**TEXT TO READ:**
— BEGIN —

Merge pull request #25 from lbryio/multiget-transactions

use `multi_get` for fetching transactions
This commit is contained in:
Jack Robison 2022-04-16 11:19:13 -04:00 committed by GitHub
commit c56b7fb133
No known key found for this signature in database
GPG key ID: 4AEE18F83AFDEB23
6 changed files with 112 additions and 53 deletions

View file

@ -181,7 +181,7 @@ class BlockchainProcessorService(BlockchainService):
self.log.warning("failed to get a mempool tx, reorg underway?")
return
if current_mempool:
if bytes.fromhex(await self.daemon.getbestblockhash())[::-1] != self.coin.header_hash(self.db.headers[-1]):
if bytes.fromhex(await self.daemon.getbestblockhash())[::-1] != self.db.block_hashes[-1]:
return
await self.run_in_thread(
update_mempool, self.db.prefix_db.unsafe_commit, self.db.prefix_db.mempool_tx, _to_put, current_mempool
@ -1417,6 +1417,7 @@ class BlockchainProcessorService(BlockchainService):
self.height = height
self.db.headers.append(block.header)
self.db.block_hashes.append(self.env.coin.header_hash(block.header))
self.tip = self.coin.header_hash(block.header)
self.db.fs_height = self.height
@ -1493,8 +1494,9 @@ class BlockchainProcessorService(BlockchainService):
# Check and update self.tip
self.db.tx_counts.pop()

— END —

**REQUIRED ACTIONS:**
• 1. In the commit diff above, explain what the warning logged on a failed mempool transaction fetch suggests as a possible cause, and what the code does right after logging it.
• 2. According to the commit diff, how many files changed, and how many additions and deletions did the commit make?
• 3. Carry on the commit diff from its last line shown.

**SUPPLIED ENTRIES:**
— BEGIN —

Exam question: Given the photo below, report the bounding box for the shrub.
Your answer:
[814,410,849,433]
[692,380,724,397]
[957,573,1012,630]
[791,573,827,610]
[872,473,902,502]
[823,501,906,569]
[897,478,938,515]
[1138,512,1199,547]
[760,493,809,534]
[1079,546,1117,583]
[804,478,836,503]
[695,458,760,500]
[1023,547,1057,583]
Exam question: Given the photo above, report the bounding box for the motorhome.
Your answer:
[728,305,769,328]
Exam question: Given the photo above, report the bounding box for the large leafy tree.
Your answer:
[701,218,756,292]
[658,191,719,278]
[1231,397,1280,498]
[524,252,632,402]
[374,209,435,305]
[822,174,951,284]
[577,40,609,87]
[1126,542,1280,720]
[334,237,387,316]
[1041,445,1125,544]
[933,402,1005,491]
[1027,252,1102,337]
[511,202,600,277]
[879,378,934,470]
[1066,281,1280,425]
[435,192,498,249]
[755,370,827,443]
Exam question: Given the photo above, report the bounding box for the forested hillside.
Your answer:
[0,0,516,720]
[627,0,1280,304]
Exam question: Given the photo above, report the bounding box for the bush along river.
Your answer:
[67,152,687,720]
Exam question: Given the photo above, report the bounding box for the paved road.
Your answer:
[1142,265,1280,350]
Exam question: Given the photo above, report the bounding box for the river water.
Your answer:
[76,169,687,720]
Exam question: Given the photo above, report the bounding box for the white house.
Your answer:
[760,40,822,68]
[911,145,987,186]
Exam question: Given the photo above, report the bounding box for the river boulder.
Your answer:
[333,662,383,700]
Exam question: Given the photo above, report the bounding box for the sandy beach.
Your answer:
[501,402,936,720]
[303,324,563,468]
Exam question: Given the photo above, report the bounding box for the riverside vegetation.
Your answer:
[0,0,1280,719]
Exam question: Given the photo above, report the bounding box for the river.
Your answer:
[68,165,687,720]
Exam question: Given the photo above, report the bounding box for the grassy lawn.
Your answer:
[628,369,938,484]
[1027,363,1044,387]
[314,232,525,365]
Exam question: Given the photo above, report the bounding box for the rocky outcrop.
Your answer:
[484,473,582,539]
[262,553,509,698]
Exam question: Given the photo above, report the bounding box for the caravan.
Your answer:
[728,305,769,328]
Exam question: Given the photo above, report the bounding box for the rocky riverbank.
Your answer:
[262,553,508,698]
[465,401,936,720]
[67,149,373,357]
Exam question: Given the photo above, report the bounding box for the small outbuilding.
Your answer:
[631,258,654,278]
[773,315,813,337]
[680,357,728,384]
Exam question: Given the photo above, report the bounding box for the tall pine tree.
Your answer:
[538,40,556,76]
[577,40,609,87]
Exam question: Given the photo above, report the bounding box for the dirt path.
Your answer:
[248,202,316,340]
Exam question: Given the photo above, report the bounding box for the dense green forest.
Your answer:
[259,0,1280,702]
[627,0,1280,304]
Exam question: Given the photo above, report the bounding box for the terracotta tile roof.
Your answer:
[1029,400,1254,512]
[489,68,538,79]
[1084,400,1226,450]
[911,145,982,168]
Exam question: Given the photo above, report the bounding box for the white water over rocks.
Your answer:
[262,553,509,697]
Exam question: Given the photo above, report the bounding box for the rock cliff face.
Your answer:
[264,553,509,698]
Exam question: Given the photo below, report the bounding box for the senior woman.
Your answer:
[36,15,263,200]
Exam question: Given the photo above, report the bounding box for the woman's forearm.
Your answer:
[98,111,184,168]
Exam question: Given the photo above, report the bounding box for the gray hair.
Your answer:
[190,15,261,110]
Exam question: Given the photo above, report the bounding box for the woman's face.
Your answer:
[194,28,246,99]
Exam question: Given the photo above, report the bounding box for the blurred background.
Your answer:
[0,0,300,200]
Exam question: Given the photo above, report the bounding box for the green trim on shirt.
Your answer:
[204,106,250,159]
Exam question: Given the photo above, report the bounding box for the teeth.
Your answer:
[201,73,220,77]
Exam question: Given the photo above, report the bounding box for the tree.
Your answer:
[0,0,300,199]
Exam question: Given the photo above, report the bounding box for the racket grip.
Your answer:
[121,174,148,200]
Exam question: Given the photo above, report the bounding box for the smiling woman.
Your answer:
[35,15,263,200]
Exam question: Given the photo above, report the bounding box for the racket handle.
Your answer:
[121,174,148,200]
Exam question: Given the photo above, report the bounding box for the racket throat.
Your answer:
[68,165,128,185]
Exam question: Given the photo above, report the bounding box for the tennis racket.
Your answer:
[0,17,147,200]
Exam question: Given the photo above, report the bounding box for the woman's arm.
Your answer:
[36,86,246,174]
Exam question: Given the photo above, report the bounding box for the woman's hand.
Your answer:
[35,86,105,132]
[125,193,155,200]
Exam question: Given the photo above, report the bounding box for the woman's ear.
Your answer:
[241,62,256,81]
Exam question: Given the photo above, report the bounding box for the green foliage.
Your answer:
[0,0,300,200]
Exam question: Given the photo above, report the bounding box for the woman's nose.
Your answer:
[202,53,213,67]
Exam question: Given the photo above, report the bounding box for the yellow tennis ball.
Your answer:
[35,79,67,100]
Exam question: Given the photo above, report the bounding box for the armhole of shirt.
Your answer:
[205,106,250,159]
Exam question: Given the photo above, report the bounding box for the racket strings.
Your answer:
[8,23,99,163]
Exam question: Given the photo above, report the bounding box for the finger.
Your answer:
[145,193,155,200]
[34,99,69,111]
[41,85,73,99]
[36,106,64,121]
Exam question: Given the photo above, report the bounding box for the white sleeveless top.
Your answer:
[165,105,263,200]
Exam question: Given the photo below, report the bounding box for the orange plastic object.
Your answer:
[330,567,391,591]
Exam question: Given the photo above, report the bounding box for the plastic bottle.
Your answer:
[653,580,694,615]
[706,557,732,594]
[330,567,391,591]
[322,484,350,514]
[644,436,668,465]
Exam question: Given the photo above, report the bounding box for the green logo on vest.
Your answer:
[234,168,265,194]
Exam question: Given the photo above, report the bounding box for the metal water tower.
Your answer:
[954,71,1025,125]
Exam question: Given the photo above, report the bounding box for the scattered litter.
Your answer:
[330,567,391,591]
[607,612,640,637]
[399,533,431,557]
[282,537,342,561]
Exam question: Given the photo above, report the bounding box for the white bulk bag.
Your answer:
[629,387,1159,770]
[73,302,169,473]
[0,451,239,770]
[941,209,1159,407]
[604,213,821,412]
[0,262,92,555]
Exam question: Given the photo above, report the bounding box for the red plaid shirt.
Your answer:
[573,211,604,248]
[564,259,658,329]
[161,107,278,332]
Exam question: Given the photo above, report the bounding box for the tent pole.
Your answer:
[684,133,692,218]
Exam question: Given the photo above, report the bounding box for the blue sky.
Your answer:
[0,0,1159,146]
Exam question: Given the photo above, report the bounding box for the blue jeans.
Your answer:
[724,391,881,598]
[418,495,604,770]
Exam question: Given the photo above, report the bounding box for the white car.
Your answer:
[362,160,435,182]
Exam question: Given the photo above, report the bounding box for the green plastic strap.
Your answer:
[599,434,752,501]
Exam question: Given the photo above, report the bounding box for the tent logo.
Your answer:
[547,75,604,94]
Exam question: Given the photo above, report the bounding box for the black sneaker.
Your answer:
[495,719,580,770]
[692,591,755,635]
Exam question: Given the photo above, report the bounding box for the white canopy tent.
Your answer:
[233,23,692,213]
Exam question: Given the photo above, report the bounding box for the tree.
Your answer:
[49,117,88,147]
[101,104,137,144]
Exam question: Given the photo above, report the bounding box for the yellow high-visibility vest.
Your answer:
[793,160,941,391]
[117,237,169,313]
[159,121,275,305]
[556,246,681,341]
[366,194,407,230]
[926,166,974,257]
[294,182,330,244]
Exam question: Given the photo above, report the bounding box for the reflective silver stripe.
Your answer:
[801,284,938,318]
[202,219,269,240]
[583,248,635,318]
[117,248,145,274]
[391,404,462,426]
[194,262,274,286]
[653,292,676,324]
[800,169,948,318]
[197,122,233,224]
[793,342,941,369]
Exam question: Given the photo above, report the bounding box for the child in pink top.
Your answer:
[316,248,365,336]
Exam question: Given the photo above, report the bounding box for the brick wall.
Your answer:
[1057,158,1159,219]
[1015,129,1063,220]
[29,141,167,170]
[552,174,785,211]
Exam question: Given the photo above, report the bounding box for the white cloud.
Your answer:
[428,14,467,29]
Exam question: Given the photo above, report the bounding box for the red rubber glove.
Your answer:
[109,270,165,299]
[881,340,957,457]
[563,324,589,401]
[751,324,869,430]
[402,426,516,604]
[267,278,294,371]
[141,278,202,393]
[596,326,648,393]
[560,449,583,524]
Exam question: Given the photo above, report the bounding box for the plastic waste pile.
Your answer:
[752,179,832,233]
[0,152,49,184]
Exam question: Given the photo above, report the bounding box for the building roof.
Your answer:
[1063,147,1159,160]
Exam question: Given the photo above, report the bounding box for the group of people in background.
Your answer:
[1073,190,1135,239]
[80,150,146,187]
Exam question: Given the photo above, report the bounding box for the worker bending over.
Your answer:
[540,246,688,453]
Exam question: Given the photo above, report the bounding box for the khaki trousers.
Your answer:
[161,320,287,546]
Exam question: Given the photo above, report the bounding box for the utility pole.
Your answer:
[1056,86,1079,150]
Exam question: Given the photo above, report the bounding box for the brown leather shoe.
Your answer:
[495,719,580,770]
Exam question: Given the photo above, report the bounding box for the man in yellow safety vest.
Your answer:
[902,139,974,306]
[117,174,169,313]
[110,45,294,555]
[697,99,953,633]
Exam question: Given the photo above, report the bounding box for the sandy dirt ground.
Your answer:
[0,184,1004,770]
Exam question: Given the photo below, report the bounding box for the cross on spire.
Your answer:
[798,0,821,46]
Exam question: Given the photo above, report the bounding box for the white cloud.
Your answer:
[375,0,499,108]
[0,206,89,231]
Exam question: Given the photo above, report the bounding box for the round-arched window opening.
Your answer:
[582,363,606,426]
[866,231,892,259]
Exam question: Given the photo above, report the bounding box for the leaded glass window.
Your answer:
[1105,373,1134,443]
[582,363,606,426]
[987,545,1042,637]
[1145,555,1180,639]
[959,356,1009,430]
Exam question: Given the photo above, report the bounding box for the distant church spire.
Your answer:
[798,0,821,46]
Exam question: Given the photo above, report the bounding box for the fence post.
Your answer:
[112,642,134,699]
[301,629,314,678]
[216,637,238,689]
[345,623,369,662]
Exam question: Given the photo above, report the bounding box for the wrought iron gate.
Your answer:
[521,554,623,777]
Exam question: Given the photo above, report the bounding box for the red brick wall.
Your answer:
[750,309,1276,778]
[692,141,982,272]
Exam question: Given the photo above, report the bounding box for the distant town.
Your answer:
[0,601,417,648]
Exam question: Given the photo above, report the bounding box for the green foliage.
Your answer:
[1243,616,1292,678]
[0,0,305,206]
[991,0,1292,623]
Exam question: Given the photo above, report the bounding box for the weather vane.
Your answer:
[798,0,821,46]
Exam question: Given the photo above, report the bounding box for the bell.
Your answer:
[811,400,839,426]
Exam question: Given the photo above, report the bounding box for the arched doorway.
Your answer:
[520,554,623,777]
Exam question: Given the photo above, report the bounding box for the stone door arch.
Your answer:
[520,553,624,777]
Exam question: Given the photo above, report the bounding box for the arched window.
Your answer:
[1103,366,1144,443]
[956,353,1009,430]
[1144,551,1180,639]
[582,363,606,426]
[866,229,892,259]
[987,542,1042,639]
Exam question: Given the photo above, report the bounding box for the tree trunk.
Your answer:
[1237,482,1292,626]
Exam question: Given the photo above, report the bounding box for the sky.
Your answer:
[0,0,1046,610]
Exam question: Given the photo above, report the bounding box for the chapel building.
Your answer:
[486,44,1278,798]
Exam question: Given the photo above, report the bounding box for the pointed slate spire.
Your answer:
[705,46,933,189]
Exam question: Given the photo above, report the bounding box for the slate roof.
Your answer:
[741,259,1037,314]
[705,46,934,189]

— END —

**ANSWERS FOR THE EXERCISE:**
• 1. The warning "failed to get a mempool tx, reorg underway?" suggests that a chain reorganization may be in progress. Right after logging it, the code returns.

• 2. 6 files changed, with 112 additions and 53 deletions.

• 3.
reverted_block_hash = self.coin.header_hash(self.db.headers.pop())
self.tip = self.coin.header_hash(self.db.headers[-1])
self.db.headers.pop()
reverted_block_hash = self.db.block_hashes.pop()
self.tip = self.db.block_hashes[-1]
if self.env.cache_all_tx_hashes:
while len(self.db.total_transactions) > self.db.tx_counts[-1]:
self.db.tx_num_mapping.pop(self.db.total_transactions.pop())

View file

@ -78,6 +78,7 @@ class HubDB:
self.tx_counts = None
self.headers = None
self.block_hashes = None
self.encoded_headers = LRUCacheWithMetrics(1 << 21, metric_name='encoded_headers', namespace='wallet_server')
self.last_flush = time.time()
@ -775,6 +776,18 @@ class HubDB:
assert len(headers) - 1 == self.db_height, f"{len(headers)} vs {self.db_height}"
self.headers = headers
async def _read_block_hashes(self):
def get_block_hashes():
return [
block_hash for block_hash in self.prefix_db.block_hash.iterate(
start=(0, ), stop=(self.db_height + 1, ), include_key=False, fill_cache=False, deserialize_value=False
)
]
block_hashes = await asyncio.get_event_loop().run_in_executor(self._executor, get_block_hashes)
assert len(block_hashes) == len(self.headers)
self.block_hashes = block_hashes
async def _read_tx_hashes(self):
def _read_tx_hashes():
return list(self.prefix_db.tx_hash.iterate(start=(0,), stop=(self.db_tx_count + 1,), include_key=False, fill_cache=False, deserialize_value=False))
@ -839,6 +852,7 @@ class HubDB:
async def initialize_caches(self):
await self._read_tx_counts()
await self._read_headers()
await self._read_block_hashes()
if self._cache_all_claim_txos:
await self._read_claim_txos()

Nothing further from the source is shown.